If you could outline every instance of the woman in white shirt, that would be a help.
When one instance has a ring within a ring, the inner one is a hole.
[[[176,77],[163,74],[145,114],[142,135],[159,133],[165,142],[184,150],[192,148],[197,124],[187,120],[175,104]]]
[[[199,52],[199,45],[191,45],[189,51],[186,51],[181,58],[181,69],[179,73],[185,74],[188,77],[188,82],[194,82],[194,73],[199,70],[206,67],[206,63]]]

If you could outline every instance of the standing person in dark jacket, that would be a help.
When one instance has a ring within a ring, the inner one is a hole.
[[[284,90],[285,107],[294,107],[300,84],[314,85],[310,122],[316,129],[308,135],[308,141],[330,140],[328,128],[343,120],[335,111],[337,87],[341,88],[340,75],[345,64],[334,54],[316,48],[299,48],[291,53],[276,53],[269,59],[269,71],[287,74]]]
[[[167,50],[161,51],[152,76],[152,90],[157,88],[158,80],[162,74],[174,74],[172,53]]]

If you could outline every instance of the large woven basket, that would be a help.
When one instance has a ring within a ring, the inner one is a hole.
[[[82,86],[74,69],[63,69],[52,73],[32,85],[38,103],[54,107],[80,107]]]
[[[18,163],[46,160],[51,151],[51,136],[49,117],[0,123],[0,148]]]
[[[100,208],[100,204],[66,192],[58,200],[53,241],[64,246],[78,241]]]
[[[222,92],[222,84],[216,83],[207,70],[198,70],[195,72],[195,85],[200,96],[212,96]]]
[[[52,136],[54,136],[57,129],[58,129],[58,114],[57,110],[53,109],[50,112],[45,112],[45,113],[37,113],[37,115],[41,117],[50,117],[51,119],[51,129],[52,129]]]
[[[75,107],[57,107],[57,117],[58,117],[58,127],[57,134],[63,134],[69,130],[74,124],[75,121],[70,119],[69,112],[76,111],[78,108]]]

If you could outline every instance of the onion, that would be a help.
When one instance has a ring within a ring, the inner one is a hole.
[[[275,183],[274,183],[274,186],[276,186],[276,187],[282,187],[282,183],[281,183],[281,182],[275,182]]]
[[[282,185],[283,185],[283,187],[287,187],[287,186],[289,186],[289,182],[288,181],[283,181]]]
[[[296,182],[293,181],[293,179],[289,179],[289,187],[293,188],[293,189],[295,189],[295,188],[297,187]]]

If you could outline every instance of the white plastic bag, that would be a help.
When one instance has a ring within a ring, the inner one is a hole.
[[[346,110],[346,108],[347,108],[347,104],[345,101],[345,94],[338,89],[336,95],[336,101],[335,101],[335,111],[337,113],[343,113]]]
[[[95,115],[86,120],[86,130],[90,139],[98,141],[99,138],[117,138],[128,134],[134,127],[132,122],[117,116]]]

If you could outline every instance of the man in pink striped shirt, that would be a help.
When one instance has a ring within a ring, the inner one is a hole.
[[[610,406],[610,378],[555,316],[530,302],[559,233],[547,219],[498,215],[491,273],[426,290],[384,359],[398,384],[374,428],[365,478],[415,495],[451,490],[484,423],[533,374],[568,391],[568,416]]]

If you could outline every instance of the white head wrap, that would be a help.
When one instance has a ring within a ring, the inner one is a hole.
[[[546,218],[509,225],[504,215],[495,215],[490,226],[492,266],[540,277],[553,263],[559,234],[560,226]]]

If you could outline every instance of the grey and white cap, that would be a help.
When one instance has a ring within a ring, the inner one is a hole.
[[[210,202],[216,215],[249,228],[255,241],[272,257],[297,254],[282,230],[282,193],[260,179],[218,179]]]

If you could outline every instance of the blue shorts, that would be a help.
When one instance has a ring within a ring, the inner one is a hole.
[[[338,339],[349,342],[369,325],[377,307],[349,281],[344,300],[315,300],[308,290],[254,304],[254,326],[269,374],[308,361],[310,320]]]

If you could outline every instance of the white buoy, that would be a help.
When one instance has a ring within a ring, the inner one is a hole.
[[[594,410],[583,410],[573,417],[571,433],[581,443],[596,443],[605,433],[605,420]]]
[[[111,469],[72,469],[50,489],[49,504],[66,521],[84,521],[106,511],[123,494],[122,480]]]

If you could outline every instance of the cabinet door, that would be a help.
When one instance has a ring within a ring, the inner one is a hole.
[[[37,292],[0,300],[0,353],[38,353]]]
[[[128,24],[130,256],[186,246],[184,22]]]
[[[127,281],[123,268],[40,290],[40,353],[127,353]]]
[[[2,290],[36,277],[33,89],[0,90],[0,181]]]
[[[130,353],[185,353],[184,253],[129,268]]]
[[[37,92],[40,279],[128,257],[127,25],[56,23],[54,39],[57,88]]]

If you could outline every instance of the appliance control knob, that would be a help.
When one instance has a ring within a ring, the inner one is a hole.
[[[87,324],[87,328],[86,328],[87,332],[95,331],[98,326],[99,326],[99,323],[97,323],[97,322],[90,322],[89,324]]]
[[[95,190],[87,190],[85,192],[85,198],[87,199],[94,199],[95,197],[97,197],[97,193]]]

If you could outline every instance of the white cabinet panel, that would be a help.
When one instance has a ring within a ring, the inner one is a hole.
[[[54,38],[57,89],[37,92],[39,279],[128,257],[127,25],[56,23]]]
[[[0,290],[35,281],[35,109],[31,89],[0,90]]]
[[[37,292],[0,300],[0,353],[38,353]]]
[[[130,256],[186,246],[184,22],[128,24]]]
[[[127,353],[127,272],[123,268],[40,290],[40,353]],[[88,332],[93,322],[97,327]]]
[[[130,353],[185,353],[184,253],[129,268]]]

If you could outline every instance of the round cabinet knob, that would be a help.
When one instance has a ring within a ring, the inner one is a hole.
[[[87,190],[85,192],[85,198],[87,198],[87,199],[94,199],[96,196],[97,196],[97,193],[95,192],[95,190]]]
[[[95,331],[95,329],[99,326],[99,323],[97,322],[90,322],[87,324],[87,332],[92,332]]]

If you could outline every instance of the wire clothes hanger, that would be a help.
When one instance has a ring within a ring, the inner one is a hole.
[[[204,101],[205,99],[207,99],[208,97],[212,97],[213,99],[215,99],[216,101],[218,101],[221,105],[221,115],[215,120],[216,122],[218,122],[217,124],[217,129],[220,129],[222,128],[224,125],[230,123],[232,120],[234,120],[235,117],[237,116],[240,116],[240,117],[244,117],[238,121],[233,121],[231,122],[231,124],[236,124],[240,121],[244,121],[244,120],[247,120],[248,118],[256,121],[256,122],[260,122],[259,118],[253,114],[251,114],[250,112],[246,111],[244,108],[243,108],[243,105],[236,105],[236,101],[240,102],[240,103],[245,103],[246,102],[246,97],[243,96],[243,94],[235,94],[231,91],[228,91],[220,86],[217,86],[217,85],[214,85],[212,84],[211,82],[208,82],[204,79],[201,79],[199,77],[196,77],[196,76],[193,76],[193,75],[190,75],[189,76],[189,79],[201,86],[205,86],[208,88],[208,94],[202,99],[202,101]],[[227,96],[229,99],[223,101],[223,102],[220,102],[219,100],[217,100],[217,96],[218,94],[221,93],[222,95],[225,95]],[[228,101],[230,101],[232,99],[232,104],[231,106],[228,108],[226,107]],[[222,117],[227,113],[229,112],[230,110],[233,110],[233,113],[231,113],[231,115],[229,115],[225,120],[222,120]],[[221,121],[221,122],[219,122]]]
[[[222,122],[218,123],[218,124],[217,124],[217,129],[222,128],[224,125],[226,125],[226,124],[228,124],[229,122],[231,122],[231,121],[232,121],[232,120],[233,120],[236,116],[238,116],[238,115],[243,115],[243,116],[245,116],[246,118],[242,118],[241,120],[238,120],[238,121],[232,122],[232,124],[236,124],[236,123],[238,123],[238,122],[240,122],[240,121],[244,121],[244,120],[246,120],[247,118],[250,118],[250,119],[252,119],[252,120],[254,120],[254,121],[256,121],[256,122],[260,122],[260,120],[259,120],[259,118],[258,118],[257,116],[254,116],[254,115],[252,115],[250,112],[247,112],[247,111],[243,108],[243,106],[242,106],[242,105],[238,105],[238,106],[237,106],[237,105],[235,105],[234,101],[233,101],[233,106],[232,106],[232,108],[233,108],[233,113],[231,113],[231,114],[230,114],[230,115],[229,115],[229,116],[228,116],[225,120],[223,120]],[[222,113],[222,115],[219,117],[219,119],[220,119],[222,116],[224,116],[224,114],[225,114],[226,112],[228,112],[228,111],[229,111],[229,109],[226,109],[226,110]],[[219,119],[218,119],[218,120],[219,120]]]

__Given instruction__
Write out the stretch of records from the line containing "If you could outline every instance of the white buoy, that" through the line containing "[[[37,92],[40,279],[128,257],[127,25],[56,23],[54,39],[57,88]]]", both included, with each line reproduced precisely.

__Solution to this problem__
If you could outline every instance of the white buoy, that would be a help.
When one instance has a ring within a ring, the inner one is a hole.
[[[594,410],[583,410],[573,417],[571,433],[581,443],[596,443],[605,433],[605,420]]]
[[[111,469],[72,469],[50,489],[49,504],[66,521],[84,521],[106,511],[123,494],[122,480]]]

If you could outline every instance of the cabinet door, that would be a help.
When one instance has a ring within a ring, the inner one is a hole.
[[[37,292],[0,300],[0,353],[38,353]]]
[[[128,24],[130,256],[186,246],[184,22]]]
[[[127,281],[123,268],[40,290],[40,353],[127,353]]]
[[[2,290],[36,277],[33,89],[0,90],[0,181]]]
[[[130,353],[185,353],[184,253],[129,268]]]
[[[37,92],[40,279],[128,257],[127,25],[56,23],[54,39],[57,88]]]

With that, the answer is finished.